Session Submission Summary

Ecological Imaginaries and the Making of Trans-regional Landscapes

Sat, April 6, 10:30am to 12:00pm, Westin Denver Downtown, Floor: Mezzanine Level, McCourt

Session Submission Type: Complete Panel

Abstract

Environmental historians often prefer to focus on ecological systems rather than human-made borders and have produced abundant studies examining the global circulations of people, plants, pathogens, and animals. Scholars have rightly noted that in addition to new markets and trade patterns, such circulations also produce new modes of capitalist extraction that increasingly bring together diverse—and sometimes clashing—notions of environmental management, community organization, and ecological imaginaries.

## ACTIVITY
Write the next part of the panel abstract on ecological imaginaries and trans-regional landscapes, picking up right after its last sentence. The records come from a separate source unrelated to the text above.

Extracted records
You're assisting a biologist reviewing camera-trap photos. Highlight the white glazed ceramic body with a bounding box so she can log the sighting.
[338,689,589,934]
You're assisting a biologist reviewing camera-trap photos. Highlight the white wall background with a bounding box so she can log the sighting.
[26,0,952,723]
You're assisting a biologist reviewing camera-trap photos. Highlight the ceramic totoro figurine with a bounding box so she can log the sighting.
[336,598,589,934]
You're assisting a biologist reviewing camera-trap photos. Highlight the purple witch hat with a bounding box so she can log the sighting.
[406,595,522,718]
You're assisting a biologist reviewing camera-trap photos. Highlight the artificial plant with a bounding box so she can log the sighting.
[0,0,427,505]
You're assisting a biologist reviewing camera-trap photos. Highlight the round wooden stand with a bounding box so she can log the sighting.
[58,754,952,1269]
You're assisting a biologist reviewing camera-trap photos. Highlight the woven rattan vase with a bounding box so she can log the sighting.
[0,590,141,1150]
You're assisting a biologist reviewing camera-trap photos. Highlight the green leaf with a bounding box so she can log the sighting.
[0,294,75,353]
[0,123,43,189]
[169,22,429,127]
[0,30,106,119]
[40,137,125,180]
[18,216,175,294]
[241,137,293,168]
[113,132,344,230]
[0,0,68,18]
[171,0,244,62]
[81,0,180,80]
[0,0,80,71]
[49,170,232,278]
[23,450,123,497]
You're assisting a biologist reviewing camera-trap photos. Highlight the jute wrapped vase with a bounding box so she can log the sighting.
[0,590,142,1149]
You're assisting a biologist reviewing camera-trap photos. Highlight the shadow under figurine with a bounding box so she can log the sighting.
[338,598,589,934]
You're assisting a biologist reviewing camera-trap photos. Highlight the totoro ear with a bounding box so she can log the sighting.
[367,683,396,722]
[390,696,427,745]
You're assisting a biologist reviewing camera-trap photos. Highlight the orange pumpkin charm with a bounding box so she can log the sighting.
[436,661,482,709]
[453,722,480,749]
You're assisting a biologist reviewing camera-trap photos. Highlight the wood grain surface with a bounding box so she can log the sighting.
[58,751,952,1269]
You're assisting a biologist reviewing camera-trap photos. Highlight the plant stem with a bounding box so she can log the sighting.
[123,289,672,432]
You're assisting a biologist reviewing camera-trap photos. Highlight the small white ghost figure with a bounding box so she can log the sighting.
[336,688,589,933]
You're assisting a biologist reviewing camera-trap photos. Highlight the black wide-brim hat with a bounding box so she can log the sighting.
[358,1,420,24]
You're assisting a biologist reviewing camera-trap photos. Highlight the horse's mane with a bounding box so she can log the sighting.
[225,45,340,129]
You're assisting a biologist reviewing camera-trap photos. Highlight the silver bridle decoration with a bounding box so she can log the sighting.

## ANSWER TO THIS EXERCISE
Engaging with the conference themes of extraction and speculation, this Early Career Caucus-sponsored panel seeks to examine transnational histories of extraction through an economic lens and as processes of projecting broader political, cultural, and ecological perceptions onto landscapes and communities. Maximizing economic value, we argue, is never the sole motivation behind extracting natural resources; the latter also involves regimenting ecological systems and reorganizing social structures in tandem. The papers on the panel trace unexpected transnational networks of exchange and diplomacy that were intensified by newly available technologies and global political reorganization at the turn of the twentieth century. The panel considers case studies from around the globe, including the travels of date-palm monoculture between the Middle East and the U.S. Southwest, a diplomatic dispute at the Venezuela-British Guiana border, transnational colonization schemes in the forests of northern Mexico, and colonial environmental knowledge transfer and empire making in the mountains of South Asia. Thinking comparatively and expansively about these case studies, the panel proposes “ecological imaginaries” as an essential framework for deepening our understanding of the relationships between extraction, capital, empire, and landscapes.